### THE TASK
Check each line of the records for "right"; collect those that have it.

### RECORD SET
************
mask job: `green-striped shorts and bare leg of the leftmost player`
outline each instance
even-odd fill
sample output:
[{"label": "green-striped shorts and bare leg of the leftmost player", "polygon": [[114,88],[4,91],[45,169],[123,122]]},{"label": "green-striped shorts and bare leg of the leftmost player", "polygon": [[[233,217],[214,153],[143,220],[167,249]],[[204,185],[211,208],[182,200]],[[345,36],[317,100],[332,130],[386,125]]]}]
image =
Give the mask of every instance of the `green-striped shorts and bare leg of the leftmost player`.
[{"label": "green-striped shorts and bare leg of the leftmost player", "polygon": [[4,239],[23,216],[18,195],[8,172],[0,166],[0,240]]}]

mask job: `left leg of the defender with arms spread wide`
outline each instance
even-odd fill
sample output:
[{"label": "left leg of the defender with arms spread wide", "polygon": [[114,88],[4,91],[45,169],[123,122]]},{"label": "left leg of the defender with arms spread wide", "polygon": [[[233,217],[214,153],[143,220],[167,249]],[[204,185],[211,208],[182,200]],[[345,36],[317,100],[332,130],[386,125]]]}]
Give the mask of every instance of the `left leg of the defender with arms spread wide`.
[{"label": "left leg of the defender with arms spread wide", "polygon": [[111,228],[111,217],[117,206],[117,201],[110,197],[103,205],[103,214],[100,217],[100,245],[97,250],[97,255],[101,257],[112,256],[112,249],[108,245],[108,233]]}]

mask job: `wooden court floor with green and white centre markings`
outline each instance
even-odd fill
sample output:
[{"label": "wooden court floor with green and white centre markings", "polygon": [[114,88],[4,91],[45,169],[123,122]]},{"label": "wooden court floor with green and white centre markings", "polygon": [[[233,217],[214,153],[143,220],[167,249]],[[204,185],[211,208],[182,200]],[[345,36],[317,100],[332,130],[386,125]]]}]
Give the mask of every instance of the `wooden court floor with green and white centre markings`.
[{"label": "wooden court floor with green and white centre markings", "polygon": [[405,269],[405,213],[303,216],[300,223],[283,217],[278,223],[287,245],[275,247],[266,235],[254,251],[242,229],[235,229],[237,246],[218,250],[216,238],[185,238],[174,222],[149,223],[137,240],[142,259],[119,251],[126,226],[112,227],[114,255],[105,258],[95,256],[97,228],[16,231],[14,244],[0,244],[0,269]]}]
************
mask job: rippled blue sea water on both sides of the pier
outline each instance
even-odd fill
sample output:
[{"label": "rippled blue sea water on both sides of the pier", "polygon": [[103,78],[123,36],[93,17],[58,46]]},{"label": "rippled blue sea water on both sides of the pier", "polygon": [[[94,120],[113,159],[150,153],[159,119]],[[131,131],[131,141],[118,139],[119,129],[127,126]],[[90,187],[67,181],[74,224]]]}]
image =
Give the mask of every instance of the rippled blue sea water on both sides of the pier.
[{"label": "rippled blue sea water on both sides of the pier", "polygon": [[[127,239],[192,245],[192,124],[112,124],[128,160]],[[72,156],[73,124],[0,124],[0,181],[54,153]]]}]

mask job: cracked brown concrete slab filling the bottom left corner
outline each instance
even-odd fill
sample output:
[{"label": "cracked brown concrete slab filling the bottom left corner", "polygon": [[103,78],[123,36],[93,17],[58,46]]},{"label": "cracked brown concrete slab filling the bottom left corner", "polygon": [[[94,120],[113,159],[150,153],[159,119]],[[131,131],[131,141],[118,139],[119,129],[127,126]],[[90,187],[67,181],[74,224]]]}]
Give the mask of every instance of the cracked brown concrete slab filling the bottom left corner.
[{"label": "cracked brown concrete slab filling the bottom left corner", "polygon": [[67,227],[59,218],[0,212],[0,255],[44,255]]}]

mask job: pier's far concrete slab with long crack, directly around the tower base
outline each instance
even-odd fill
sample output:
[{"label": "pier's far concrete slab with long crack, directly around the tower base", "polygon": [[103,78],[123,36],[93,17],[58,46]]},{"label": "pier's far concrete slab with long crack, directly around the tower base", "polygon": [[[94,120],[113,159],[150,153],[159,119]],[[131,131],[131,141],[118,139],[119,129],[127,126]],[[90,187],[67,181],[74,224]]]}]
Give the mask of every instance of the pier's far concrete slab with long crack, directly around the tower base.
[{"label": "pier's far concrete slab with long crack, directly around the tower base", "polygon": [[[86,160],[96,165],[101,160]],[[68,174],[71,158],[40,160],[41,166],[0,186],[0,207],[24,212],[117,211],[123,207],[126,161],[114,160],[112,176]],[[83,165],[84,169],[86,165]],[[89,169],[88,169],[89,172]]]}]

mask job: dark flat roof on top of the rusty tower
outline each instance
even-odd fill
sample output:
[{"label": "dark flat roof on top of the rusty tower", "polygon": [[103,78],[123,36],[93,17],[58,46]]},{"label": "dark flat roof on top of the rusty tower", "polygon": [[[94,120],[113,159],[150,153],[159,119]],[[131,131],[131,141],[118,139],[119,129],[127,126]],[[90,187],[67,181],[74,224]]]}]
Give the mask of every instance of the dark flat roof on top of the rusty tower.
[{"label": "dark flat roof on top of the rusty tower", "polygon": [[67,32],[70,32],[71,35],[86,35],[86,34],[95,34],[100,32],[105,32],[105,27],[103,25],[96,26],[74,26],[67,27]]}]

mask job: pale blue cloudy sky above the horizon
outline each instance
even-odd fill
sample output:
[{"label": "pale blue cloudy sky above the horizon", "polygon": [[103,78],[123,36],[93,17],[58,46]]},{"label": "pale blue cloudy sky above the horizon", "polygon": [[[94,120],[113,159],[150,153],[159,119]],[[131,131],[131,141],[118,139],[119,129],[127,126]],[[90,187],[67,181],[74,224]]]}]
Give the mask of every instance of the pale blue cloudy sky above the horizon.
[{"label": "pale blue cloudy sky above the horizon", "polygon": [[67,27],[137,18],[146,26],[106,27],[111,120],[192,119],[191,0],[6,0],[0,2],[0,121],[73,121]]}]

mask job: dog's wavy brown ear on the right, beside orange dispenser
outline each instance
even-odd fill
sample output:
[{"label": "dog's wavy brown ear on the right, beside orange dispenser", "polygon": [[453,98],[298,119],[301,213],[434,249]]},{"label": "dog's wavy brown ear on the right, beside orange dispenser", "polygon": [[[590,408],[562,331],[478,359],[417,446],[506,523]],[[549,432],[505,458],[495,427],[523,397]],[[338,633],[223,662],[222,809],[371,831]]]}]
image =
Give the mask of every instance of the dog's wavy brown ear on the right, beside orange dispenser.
************
### THE COMPLETED TASK
mask job: dog's wavy brown ear on the right, beside orange dispenser
[{"label": "dog's wavy brown ear on the right, beside orange dispenser", "polygon": [[453,98],[298,119],[301,213],[434,249]]},{"label": "dog's wavy brown ear on the right, beside orange dispenser", "polygon": [[[590,408],[562,331],[478,359],[417,446],[506,523]],[[549,432],[505,458],[495,427],[523,397]],[[338,633],[223,662],[222,809],[371,831]]]}]
Give the mask of every instance of the dog's wavy brown ear on the right, beside orange dispenser.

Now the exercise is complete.